- DATA FOR THIS TASK:
* START *
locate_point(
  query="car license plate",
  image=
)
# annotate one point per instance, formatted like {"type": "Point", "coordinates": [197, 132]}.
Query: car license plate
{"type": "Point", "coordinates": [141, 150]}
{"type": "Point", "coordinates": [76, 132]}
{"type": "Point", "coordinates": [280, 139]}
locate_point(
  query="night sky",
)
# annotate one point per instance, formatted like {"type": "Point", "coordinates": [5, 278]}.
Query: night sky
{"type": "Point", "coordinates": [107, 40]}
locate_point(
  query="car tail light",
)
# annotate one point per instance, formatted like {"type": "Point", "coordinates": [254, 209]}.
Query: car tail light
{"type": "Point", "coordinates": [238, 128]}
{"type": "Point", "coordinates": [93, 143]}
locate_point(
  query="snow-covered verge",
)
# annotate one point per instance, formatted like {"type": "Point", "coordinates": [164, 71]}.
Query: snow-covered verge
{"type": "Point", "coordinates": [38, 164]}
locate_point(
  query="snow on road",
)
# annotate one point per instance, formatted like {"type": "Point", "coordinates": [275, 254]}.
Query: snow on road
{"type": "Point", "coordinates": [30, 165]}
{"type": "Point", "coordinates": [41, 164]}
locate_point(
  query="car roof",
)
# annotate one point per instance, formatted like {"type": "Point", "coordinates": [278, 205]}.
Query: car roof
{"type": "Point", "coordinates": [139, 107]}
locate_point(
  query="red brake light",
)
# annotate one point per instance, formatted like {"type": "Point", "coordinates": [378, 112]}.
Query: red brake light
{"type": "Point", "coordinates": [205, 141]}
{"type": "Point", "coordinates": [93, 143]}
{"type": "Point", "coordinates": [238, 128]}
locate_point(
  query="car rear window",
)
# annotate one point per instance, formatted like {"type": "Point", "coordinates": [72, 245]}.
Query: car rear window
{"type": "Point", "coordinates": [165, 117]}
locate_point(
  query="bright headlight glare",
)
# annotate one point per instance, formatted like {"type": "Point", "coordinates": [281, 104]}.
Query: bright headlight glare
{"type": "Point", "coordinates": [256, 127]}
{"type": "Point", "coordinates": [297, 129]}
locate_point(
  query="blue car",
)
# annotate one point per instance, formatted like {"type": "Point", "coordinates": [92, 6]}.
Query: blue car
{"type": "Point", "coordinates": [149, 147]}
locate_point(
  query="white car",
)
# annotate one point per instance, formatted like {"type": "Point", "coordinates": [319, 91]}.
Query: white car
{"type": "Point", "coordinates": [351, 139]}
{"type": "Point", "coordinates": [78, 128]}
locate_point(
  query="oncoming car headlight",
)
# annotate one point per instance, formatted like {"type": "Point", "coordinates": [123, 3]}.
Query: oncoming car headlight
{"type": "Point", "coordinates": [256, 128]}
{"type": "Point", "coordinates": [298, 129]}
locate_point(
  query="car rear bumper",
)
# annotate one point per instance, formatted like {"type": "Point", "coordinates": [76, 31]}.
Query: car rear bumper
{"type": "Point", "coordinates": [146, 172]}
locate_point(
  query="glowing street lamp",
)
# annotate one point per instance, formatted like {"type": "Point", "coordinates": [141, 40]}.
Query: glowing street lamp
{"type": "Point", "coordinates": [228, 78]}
* END *
- SET TASK:
Extract each record, keeping it identical to the original.

- EXERCISE RESPONSE:
locate_point(
  query="car license plate",
  image=
)
# annotate one point per instance, formatted like {"type": "Point", "coordinates": [197, 132]}.
Query: car license plate
{"type": "Point", "coordinates": [141, 150]}
{"type": "Point", "coordinates": [76, 132]}
{"type": "Point", "coordinates": [280, 139]}
locate_point(
  query="night sky",
)
# annotate one point per instance, formatted like {"type": "Point", "coordinates": [5, 278]}.
Query: night sky
{"type": "Point", "coordinates": [107, 40]}
locate_point(
  query="car tail light",
)
# annotate one point per instance, formatted like {"type": "Point", "coordinates": [254, 209]}.
Query: car tail light
{"type": "Point", "coordinates": [238, 128]}
{"type": "Point", "coordinates": [93, 143]}
locate_point(
  query="snow-covered verge",
)
# annotate one point per instance, formatted like {"type": "Point", "coordinates": [164, 71]}.
Query: snow-covered verge
{"type": "Point", "coordinates": [38, 164]}
locate_point(
  query="snow on road",
)
# annotate one point per instance, formatted like {"type": "Point", "coordinates": [275, 254]}.
Query: snow on road
{"type": "Point", "coordinates": [30, 165]}
{"type": "Point", "coordinates": [41, 164]}
locate_point(
  query="car roof",
)
# annotate one point per instance, formatted like {"type": "Point", "coordinates": [278, 205]}.
Query: car roof
{"type": "Point", "coordinates": [139, 107]}
locate_point(
  query="red brake light",
)
# annotate one point per instance, formatted like {"type": "Point", "coordinates": [378, 112]}.
Query: red brake light
{"type": "Point", "coordinates": [205, 141]}
{"type": "Point", "coordinates": [93, 143]}
{"type": "Point", "coordinates": [238, 128]}
locate_point(
  query="car rear window",
)
# annotate one point per instance, formatted like {"type": "Point", "coordinates": [72, 245]}.
Query: car rear window
{"type": "Point", "coordinates": [165, 117]}
locate_point(
  query="bright headlight glare",
)
# annotate one point per instance, formatted like {"type": "Point", "coordinates": [281, 104]}.
Query: bright headlight glare
{"type": "Point", "coordinates": [256, 127]}
{"type": "Point", "coordinates": [297, 129]}
locate_point(
  query="blue car",
)
# annotate one point per instance, formatted like {"type": "Point", "coordinates": [92, 6]}.
Query: blue car
{"type": "Point", "coordinates": [149, 147]}
locate_point(
  query="white car",
)
# annotate one point per instance, formatted like {"type": "Point", "coordinates": [319, 91]}.
Query: white car
{"type": "Point", "coordinates": [351, 139]}
{"type": "Point", "coordinates": [78, 128]}
locate_point(
  query="oncoming car headlight",
)
# annotate one point per instance, formatted like {"type": "Point", "coordinates": [123, 3]}.
Query: oncoming car headlight
{"type": "Point", "coordinates": [256, 128]}
{"type": "Point", "coordinates": [298, 129]}
locate_point(
  query="car rear bumper",
)
# annotate one point per instance, formatted like {"type": "Point", "coordinates": [76, 31]}.
Query: car rear bumper
{"type": "Point", "coordinates": [146, 172]}
locate_point(
  query="glowing street lamp",
)
# annotate one point per instance, formatted like {"type": "Point", "coordinates": [141, 40]}.
Query: glowing street lamp
{"type": "Point", "coordinates": [228, 78]}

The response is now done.